----- Documento -----
13 de Maio marca o fim oficial da escravidão e o começo do racismo

Da Agência CUT – Esqueçam o 13 de Maio. Foi pura armação histórica, à qual deram ares de redenção épica para atribuir à “generosidade” de uma princesa branca e banhada por mucamas o fim da escravatura no Brasil. Uma enganação que serviu aos interesses econômicos e políticos do governo do Império e à parte da sua elite branca, transformada em “lei de ouro” para inglês ver. Até poucas décadas atrás, em livros e mentes, essa imagem da Redentora que libertou os escravos das correntes aprisionou no limbo da história a longa resistência e luta dos negros contra a própria escravidão, além de reduzir a importância do movimento abolicionista, uma das primeiras formas organizadas de luta política em terras coloniais.

Após tramitar no Parlamento em tempo recorde de seis dias, a Lei Áurea foi sancionada em 13 de Maio de 1888 pela Princesa Isabel (1846-1921), extinguindo oficialmente a escravatura no Brasil. Na realidade, porém, essa legislação sempre exaltada como uma das mais importantes do País tirou os escravos da senzala para colocá-los no caminho da favela, onde boa parte da população negra é obrigada a sobreviver até os dias de hoje. Não à toa, a primeira favela do Brasil, a da Providência, surgiria nos morros do Rio de Janeiro em 1897, nove anos após o teatro montado para Isabel e a Monarquia posarem de heróis.
----- Dados apresentados -----
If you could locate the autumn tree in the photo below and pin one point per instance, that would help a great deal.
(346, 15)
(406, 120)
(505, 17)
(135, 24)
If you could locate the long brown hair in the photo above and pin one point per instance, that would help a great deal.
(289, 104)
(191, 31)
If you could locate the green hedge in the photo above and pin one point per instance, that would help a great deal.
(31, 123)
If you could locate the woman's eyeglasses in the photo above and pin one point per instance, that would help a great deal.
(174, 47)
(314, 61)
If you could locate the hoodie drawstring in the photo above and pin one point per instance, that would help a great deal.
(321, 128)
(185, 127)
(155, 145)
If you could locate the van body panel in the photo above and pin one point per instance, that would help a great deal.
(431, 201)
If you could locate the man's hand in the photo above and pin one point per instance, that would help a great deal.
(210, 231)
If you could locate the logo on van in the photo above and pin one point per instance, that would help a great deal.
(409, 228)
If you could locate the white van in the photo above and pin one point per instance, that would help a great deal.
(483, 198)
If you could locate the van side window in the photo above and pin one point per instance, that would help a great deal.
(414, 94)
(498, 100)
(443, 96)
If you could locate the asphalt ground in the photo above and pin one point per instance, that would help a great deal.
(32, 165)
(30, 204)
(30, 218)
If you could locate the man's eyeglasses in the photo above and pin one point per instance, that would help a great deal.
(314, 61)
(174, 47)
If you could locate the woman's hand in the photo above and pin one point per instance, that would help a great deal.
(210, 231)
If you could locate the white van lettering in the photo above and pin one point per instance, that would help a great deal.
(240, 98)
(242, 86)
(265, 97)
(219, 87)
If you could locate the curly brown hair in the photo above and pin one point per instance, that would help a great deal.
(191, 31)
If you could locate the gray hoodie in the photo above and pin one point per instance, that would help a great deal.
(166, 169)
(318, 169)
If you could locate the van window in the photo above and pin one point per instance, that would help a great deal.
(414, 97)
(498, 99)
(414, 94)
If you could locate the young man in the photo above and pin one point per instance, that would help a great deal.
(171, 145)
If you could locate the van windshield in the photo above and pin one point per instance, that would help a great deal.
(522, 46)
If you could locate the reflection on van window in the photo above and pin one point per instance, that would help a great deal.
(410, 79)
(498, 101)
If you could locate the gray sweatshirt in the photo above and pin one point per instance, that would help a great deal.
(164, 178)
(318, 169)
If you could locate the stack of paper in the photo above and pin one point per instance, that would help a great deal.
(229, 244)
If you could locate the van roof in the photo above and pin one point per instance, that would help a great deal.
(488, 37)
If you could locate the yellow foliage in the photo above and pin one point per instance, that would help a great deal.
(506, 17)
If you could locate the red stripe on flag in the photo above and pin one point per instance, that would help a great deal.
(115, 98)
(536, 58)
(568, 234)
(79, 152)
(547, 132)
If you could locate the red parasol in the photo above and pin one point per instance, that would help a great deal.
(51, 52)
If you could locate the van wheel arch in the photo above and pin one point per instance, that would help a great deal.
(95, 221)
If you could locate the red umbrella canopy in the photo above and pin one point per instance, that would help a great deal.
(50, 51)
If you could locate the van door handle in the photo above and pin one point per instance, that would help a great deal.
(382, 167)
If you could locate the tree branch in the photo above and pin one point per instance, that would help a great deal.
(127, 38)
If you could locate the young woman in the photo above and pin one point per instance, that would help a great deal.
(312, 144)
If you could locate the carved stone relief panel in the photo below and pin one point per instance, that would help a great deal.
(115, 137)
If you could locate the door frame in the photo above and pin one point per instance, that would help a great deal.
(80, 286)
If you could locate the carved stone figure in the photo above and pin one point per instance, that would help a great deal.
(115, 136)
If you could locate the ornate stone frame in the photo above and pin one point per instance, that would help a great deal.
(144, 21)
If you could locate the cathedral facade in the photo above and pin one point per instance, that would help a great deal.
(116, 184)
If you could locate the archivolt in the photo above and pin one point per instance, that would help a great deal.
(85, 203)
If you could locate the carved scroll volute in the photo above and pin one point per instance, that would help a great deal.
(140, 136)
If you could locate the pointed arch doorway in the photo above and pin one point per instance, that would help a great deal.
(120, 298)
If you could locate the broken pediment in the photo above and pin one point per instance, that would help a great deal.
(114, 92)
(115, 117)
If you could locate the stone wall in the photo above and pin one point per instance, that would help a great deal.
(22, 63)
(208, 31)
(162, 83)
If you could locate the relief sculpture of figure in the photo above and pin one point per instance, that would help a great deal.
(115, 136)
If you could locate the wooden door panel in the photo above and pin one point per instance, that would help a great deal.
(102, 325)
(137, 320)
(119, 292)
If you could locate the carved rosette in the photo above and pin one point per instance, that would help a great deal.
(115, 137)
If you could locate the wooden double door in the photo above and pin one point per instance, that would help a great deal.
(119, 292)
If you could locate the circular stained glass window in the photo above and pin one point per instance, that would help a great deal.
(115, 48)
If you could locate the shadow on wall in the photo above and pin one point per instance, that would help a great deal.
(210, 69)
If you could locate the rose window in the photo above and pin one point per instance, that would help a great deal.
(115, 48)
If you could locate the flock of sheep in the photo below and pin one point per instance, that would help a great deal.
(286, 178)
-----
----- Dados apresentados -----
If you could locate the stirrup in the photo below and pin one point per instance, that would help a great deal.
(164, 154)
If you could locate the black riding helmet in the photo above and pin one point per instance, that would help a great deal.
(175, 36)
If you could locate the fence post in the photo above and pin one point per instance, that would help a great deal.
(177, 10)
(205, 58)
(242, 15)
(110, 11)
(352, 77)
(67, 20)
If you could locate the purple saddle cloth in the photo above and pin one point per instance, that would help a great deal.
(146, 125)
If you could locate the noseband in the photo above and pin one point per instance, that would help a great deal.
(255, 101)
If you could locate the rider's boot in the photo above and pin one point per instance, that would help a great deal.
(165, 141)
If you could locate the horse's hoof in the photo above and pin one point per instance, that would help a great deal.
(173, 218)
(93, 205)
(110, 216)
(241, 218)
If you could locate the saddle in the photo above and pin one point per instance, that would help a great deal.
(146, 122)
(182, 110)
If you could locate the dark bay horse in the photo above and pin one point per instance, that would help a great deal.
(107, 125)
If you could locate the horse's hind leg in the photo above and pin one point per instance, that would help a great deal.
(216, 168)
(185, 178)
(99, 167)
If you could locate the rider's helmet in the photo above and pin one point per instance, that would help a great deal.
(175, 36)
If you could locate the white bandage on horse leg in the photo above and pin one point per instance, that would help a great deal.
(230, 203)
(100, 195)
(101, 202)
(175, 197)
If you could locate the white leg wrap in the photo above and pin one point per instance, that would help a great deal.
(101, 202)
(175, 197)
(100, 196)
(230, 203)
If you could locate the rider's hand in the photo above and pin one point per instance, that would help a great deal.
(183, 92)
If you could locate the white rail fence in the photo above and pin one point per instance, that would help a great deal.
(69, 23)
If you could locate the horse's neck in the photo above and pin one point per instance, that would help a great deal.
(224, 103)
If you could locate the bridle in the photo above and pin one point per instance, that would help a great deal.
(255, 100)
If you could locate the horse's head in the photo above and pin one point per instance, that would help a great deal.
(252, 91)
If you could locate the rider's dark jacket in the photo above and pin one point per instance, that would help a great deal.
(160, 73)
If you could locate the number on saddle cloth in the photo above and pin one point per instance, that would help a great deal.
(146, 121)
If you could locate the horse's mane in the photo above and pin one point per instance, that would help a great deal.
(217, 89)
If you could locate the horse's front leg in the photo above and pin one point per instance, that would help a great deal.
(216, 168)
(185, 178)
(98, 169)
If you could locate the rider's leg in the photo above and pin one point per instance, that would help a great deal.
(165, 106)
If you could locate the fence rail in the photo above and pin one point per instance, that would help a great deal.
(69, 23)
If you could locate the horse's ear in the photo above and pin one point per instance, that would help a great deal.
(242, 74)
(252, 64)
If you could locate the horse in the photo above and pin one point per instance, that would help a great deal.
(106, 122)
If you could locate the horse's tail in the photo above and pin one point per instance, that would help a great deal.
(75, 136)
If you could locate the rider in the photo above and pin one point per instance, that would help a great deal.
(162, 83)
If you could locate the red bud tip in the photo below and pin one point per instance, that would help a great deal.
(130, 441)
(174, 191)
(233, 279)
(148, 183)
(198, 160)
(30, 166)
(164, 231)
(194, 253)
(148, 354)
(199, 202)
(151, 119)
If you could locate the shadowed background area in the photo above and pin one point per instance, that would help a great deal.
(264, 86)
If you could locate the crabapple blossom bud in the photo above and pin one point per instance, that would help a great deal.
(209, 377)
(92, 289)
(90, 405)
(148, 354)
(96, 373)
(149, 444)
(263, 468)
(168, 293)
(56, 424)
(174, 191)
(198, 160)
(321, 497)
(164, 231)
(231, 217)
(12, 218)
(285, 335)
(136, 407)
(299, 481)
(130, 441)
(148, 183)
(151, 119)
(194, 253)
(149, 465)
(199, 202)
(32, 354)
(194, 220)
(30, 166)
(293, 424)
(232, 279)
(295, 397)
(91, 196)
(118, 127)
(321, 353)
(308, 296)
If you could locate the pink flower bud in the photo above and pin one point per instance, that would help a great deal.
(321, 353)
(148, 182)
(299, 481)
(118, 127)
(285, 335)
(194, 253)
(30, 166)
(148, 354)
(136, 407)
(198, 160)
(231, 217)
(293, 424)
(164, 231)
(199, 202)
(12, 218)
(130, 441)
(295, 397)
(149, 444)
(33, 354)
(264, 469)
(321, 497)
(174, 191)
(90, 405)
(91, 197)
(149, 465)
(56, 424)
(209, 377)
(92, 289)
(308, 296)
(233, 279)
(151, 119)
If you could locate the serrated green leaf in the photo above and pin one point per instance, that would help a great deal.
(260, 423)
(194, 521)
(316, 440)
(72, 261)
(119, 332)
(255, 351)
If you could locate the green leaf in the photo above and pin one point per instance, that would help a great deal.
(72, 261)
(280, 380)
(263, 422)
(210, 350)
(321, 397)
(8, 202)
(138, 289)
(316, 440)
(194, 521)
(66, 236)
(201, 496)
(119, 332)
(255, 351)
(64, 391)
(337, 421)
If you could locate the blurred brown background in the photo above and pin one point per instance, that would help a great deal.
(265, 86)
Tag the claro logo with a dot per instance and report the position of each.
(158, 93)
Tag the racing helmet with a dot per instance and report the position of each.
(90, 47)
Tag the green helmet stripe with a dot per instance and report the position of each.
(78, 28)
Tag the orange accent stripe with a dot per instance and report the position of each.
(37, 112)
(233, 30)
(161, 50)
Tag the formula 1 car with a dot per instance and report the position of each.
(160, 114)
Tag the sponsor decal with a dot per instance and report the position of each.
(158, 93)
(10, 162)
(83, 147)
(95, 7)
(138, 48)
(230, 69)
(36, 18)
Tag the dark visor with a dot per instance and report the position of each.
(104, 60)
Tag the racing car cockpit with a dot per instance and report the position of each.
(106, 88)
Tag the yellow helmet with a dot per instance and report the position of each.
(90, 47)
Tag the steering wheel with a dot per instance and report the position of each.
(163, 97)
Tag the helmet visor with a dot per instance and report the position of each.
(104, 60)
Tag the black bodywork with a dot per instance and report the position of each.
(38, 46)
-----
*Tarefa proposta 1*: Reescreva em forma de lista o parágrafo do texto sobre o 13 de Maio que começa com "Após tramitar no Parlamento", mantendo os fatos principais.
*Tarefa proposta 2*: Prolongue o texto sobre o 13 de Maio com um novo parágrafo que siga a última frase.

*Resposta correta 1*:
- A Lei Áurea tramitou no Parlamento em seis dias e foi sancionada pela Princesa Isabel (1846-1921) em 13 de Maio de 1888, extinguindo oficialmente a escravatura no Brasil.
- Na realidade, a lei tirou os escravos da senzala e os colocou no caminho da favela, onde boa parte da população negra ainda hoje é obrigada a sobreviver.
- A primeira favela do Brasil, a da Providência, surgiu nos morros do Rio de Janeiro em 1897, nove anos após a lei.

*Resposta correta 2*:
“A verdade é que o sistema escravagista estava em decadência e iria acabar de qualquer jeito, com ou sem a assinatura da Lei Áurea. Isso porque a resistência dos negros e a mobilização brasileira pela abolição foi grandiosa, estruturada e longa”, contesta a secretária Nacional de Combate ao Racismo da CUT, Maria Júlia Nogueira.

A despeito da “generosidade salvadora” da princesa, a abolição viria, diz Júlia, por força da luta dos escravos, do movimento abolicionista e das pressões externas, em especial da Inglaterra, que cobrava de uma iminente República brasileira novo modelo de economia para substituir a já esgotada e criticada escravatura – o Brasil foi o último País do mundo a acabar com a escravidão.

A efeméride 13 de Maio ficou, assim, tão distante da realidade quanto o mito, academicamente já desmentido e, na prática, comprovado, de que aqui nesta nação um dia já vigeu uma democracia racial.

“O Brasil é um país racista, os brasileiros são racistas. A cultura da escravidão ainda está grudada nos poros da sociedade em forma de racismo, um racismo que é a herança mais maldita e danosa dos mais de 330 anos e escravatura”, critica a secretária de Combate ao Racismo da CUT.

Os 63 jovens negros assassinados por dia no Brasil (23 mil por ano), segundo dados da ONU, são prova dessa herança maldita.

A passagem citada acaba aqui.